Give back only the lines from the one with "Given the above image, your assignment is to detect dirt road." through the last line of the data, exactly as they appear.

--- Start of Data listing ---

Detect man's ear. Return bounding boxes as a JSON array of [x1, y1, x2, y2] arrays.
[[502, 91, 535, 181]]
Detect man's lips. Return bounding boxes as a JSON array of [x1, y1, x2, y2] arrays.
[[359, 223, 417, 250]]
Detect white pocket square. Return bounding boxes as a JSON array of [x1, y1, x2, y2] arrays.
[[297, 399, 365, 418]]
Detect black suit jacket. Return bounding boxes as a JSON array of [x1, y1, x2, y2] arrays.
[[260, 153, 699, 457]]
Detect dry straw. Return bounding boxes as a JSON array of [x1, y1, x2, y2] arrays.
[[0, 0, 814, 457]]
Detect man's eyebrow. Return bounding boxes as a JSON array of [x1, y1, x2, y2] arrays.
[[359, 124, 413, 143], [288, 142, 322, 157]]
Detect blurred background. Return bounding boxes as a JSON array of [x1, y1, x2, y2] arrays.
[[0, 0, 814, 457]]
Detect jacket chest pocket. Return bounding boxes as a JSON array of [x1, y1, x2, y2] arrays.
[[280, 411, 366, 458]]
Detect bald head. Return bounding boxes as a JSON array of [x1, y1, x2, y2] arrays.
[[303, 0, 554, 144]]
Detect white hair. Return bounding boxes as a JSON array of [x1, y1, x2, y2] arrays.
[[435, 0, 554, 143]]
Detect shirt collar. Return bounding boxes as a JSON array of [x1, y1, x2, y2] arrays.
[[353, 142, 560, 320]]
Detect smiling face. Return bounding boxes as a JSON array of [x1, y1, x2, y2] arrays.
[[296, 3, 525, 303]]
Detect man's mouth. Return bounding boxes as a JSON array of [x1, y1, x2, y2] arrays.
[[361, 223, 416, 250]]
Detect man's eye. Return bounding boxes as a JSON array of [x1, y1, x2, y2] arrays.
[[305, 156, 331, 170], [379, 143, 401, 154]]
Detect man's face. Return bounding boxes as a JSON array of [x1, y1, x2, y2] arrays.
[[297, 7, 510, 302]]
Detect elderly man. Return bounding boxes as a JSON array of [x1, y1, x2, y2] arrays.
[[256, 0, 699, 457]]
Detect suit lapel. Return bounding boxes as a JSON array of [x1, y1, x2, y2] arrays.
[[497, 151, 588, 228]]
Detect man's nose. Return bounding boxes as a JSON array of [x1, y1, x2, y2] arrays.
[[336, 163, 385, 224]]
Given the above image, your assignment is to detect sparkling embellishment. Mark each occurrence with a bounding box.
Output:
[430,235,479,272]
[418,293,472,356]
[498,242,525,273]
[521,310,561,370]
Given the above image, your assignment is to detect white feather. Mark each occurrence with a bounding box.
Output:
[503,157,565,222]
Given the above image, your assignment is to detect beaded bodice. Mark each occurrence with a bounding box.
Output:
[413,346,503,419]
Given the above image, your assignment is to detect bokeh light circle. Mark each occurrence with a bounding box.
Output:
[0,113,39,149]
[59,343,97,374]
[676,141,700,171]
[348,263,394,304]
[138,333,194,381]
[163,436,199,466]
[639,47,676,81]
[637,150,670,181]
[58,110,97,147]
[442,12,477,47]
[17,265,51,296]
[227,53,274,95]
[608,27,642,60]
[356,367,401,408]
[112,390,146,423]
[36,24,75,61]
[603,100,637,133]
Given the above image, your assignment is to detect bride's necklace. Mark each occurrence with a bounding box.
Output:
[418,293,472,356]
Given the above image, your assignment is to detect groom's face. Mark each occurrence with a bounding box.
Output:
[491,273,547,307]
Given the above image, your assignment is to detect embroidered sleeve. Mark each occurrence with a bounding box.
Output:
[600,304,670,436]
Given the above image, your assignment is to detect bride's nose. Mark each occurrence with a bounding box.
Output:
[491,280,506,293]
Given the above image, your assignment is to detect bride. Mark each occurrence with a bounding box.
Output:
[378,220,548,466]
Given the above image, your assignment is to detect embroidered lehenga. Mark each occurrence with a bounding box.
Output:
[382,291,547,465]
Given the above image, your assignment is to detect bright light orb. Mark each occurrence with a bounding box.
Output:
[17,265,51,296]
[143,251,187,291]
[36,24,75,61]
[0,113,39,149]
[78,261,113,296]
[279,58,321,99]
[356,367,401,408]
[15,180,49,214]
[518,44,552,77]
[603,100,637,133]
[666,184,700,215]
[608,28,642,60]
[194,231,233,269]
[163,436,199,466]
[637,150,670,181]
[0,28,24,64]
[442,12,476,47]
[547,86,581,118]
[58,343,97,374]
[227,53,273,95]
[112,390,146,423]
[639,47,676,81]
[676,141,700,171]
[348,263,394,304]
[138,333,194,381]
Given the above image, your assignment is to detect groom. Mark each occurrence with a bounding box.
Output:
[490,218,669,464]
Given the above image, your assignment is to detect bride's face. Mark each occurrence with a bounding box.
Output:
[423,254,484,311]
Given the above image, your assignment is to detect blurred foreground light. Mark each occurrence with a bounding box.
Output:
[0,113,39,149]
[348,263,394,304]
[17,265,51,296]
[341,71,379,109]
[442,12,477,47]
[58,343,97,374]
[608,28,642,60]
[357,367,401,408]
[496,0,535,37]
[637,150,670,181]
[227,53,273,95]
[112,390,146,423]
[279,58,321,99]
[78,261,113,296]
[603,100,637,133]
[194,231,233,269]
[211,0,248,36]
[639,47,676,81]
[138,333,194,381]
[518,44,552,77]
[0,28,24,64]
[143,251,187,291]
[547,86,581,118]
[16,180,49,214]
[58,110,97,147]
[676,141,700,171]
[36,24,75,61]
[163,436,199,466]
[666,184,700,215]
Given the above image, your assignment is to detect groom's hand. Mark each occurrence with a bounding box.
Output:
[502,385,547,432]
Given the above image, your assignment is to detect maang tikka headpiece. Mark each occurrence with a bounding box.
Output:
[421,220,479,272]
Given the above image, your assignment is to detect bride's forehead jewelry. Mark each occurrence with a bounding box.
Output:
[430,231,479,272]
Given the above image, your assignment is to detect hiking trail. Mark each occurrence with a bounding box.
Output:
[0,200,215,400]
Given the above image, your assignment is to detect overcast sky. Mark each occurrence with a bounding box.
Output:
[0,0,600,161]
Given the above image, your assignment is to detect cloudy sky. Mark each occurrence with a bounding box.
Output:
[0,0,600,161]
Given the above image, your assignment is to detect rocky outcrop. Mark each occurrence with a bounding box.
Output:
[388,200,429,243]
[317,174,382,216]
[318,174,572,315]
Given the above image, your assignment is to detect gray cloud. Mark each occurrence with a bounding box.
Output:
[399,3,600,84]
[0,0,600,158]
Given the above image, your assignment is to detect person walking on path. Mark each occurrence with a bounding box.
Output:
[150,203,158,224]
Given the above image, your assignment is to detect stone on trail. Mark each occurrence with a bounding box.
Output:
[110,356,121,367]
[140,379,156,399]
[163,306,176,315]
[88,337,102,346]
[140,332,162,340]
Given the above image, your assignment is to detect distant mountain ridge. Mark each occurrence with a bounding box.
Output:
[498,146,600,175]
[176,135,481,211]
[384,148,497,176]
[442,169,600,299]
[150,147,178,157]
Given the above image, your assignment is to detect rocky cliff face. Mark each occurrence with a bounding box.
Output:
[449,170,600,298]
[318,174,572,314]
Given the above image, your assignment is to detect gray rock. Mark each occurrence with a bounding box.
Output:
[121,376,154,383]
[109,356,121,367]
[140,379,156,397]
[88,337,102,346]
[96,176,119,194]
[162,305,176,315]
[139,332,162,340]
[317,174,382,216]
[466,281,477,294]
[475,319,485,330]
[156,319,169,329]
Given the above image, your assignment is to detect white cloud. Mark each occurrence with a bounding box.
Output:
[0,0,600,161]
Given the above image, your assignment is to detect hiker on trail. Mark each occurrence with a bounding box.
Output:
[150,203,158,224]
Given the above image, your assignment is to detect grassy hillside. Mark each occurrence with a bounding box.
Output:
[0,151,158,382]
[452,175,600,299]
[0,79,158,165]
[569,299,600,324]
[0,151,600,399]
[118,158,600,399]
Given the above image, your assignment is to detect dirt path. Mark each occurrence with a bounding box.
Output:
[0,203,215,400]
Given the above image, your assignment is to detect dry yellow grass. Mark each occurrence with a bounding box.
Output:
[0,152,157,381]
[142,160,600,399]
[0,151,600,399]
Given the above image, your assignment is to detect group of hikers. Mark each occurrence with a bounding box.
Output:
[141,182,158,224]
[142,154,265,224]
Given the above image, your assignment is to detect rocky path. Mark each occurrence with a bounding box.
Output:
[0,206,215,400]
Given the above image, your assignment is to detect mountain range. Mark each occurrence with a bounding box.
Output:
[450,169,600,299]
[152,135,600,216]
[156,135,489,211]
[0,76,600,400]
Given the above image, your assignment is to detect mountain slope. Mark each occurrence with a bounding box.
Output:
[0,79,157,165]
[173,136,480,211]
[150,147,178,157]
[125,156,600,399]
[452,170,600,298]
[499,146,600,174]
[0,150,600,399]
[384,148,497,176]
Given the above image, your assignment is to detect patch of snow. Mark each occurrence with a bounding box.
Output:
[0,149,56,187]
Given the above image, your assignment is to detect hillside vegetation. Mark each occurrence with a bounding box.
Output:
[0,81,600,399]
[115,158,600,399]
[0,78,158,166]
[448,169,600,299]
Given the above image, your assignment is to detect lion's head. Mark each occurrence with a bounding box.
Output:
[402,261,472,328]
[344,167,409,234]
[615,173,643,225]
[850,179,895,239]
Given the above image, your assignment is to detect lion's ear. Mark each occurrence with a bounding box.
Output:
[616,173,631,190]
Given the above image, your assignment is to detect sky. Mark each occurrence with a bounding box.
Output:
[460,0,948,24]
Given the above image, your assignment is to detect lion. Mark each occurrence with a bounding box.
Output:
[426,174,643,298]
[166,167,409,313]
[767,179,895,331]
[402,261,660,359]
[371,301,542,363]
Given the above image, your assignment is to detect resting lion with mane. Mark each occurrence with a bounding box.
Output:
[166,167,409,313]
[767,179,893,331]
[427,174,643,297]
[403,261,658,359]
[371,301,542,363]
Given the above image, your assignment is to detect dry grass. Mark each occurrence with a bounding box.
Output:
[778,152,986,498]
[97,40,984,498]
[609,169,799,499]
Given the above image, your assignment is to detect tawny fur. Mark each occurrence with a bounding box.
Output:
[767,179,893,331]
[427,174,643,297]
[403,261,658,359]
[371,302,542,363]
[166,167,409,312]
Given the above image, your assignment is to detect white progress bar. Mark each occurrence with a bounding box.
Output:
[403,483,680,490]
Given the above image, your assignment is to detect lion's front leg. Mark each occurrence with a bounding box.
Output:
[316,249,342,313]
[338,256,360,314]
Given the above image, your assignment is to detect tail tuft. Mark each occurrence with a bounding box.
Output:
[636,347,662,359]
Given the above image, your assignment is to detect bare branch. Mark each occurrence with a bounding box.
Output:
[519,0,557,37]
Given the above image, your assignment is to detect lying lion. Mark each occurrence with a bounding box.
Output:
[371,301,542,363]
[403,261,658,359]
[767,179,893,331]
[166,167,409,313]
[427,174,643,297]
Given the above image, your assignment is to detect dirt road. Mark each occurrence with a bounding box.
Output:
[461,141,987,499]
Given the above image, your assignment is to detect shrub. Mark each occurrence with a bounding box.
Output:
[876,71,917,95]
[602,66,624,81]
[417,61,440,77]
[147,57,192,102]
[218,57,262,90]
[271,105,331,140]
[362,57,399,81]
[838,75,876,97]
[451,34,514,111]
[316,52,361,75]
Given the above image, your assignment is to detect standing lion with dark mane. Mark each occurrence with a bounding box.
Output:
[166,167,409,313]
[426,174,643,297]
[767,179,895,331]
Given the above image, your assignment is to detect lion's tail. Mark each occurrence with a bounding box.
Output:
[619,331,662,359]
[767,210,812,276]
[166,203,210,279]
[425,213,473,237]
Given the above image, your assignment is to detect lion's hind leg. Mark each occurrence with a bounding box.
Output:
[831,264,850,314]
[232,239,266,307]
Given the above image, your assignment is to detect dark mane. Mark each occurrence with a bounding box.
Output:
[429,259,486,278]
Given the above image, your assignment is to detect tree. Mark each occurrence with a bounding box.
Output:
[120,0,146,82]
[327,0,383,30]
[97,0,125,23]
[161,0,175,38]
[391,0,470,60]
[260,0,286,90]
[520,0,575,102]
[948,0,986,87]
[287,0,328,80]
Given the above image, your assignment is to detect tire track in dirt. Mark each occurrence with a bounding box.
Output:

--- End of Data listing ---

**Result**
Given the above image, your assignment is to detect dirt road. Mark each occurrence with a bounding box.
Output:
[461,141,987,499]
Given the above image, your assignment is to detect shrub. Mark each occurrence with a bounding box.
Output:
[876,71,917,95]
[602,66,624,81]
[417,61,440,77]
[147,57,192,102]
[218,57,262,90]
[271,105,331,140]
[362,57,399,81]
[838,75,876,97]
[451,34,514,111]
[316,52,361,75]
Given the above image, your assignment is to detect standing lion with dark mane. Mark each occurrence with a bounding box.
Output:
[166,167,409,313]
[426,174,643,297]
[767,179,895,331]
Given the above image, your assignment is to detect lion's tail. Mark each occurrence with a bounding box.
Output:
[619,331,662,359]
[767,210,812,276]
[166,203,210,279]
[425,213,473,237]
Given the above image, your assignment is to detect lion's hind leg. Mark each occurrence with a bounding box.
Output:
[831,264,850,314]
[232,239,266,307]
Given the above image, your assignment is to detect dark mane. Mark each occurrence with a bounding box.
Output:
[429,259,486,278]
Given the above image, your assignment is to detect tree. Mark each occurrence with a bounding box.
Output:
[120,0,146,82]
[327,0,383,30]
[97,0,125,23]
[161,0,175,38]
[391,0,470,60]
[260,0,286,90]
[520,0,575,102]
[948,0,986,87]
[287,0,328,80]
Given the above image, your assignment is to detect tire track in dirt. Mark each occurrence with a bounding box.
Output:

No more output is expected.